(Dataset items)
********************

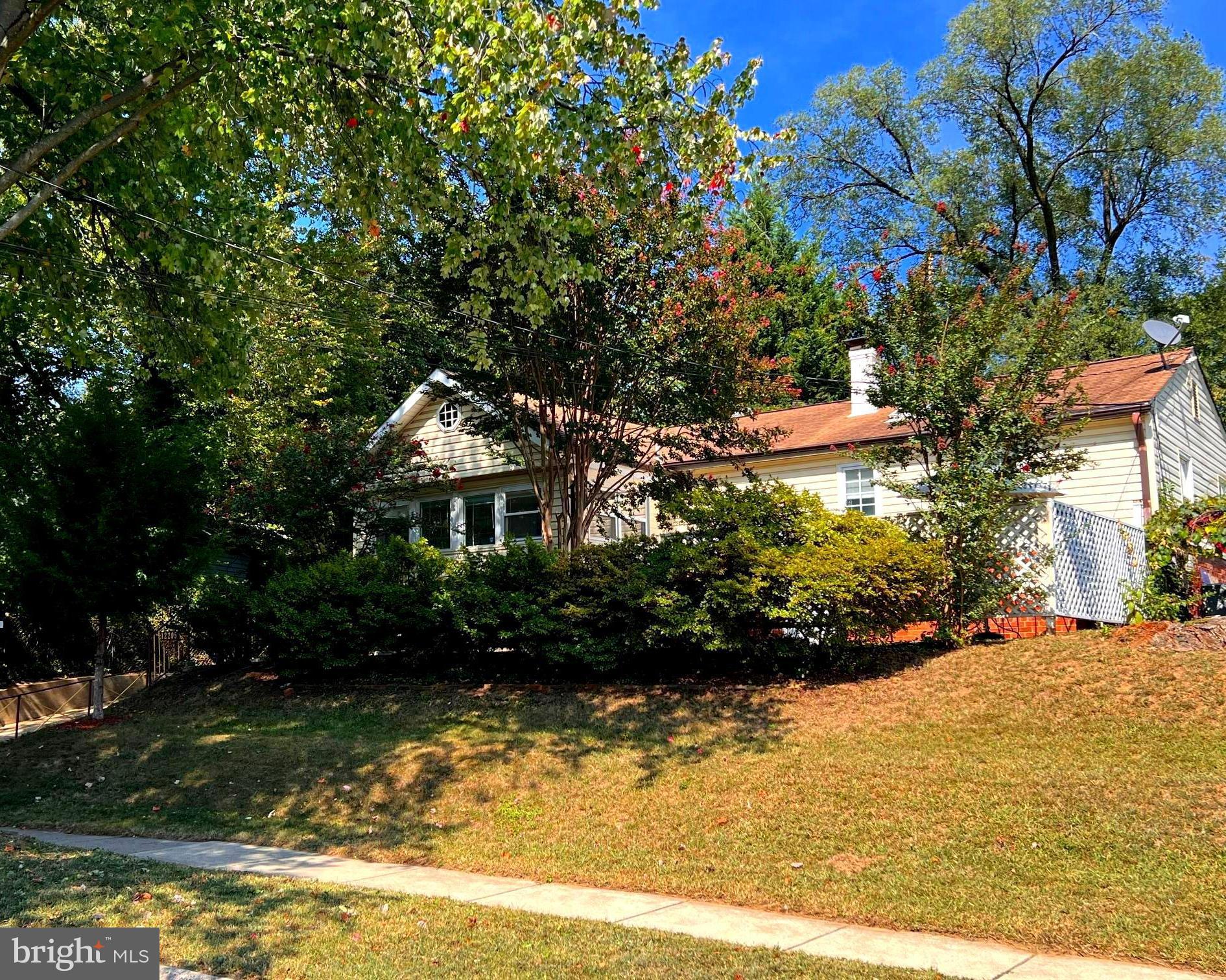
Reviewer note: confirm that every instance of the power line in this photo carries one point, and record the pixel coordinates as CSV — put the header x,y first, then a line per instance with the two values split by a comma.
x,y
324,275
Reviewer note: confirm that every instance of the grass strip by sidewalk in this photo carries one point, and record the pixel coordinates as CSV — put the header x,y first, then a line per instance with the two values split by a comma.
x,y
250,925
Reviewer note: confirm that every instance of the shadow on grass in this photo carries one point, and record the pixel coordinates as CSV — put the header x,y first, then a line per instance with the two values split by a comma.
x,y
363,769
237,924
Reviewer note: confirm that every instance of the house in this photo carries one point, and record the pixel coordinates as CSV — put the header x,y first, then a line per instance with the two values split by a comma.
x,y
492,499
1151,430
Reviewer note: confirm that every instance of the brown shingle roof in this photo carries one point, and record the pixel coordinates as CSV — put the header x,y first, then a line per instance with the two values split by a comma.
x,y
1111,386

********************

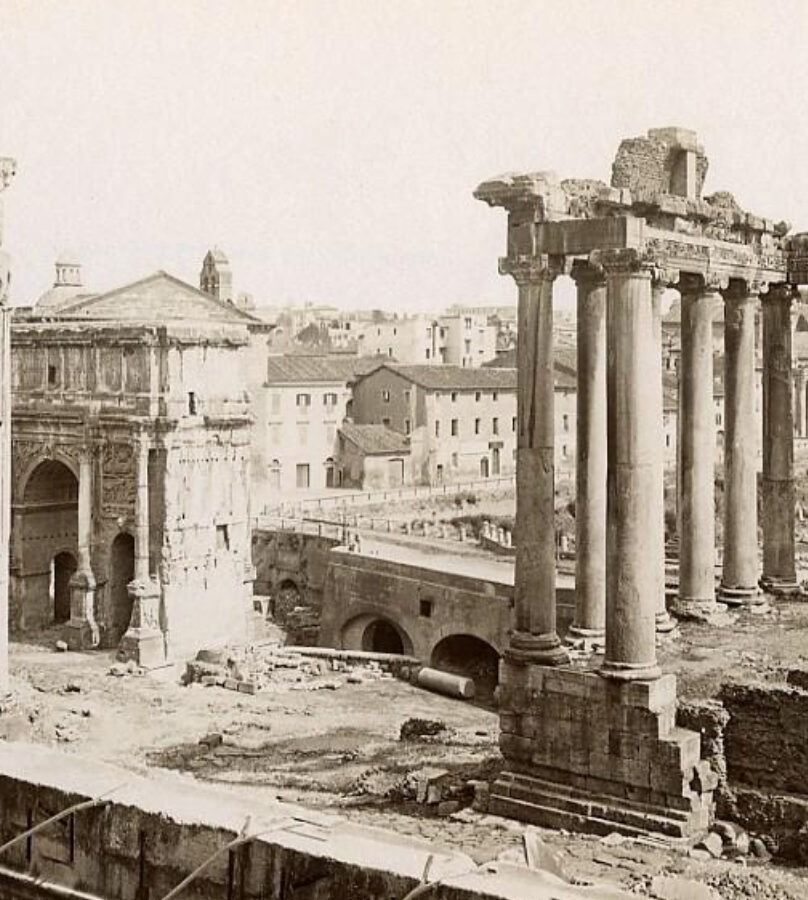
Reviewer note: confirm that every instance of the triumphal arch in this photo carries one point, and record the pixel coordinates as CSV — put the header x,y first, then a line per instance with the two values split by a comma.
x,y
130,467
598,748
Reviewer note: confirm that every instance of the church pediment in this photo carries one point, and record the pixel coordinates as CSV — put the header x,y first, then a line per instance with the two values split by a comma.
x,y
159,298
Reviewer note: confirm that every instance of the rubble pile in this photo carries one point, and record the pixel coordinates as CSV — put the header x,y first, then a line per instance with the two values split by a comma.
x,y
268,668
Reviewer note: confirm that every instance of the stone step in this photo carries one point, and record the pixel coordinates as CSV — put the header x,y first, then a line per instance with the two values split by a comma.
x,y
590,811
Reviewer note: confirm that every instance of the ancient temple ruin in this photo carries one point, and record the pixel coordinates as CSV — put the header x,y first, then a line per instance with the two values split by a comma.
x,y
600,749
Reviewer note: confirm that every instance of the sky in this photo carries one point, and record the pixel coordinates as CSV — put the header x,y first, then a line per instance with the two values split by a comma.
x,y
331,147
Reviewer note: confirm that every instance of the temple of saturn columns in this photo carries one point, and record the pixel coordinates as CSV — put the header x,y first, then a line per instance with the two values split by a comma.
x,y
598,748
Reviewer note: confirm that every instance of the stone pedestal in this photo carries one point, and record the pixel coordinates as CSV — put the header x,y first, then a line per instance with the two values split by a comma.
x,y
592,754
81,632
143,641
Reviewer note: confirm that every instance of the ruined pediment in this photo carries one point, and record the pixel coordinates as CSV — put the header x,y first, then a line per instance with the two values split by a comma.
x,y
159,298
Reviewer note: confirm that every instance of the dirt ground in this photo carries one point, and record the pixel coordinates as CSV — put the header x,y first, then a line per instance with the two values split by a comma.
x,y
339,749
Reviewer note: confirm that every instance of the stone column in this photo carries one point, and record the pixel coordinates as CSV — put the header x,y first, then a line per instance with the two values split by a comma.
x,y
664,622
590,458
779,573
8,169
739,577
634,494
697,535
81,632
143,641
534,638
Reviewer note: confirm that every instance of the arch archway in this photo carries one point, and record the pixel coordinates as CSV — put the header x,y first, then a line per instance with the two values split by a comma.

********************

Looking at the data above, write out exactly the lines that start at the one containing "Reviewer note: confirm that every instance of the dirt" and end at the one containing "Reviewer note: confirm that every instance of the arch"; include both and nothing beyond.

*RESULT OF THE TASK*:
Reviewer note: confirm that every instance of the dirt ground in this photo carries one point, and record the pixel coordinates as CSV — put the header x,y first, then a line per instance with the two values split by a comma.
x,y
339,749
Reviewer note: confirm that every instance of the stone column in this photo carries one point, and record the pixel coordinates as CSV — put the header x,y first, then a line per instance with the two values split by a comma.
x,y
664,622
590,458
779,573
8,169
739,577
634,494
697,535
81,632
143,641
534,638
Reviewer note: confirm that every instance of the arch archway in this photo carries one point, and record the pixel coordinates as CSV — put the header x,y first, then a line per instance with the two values split by a comma.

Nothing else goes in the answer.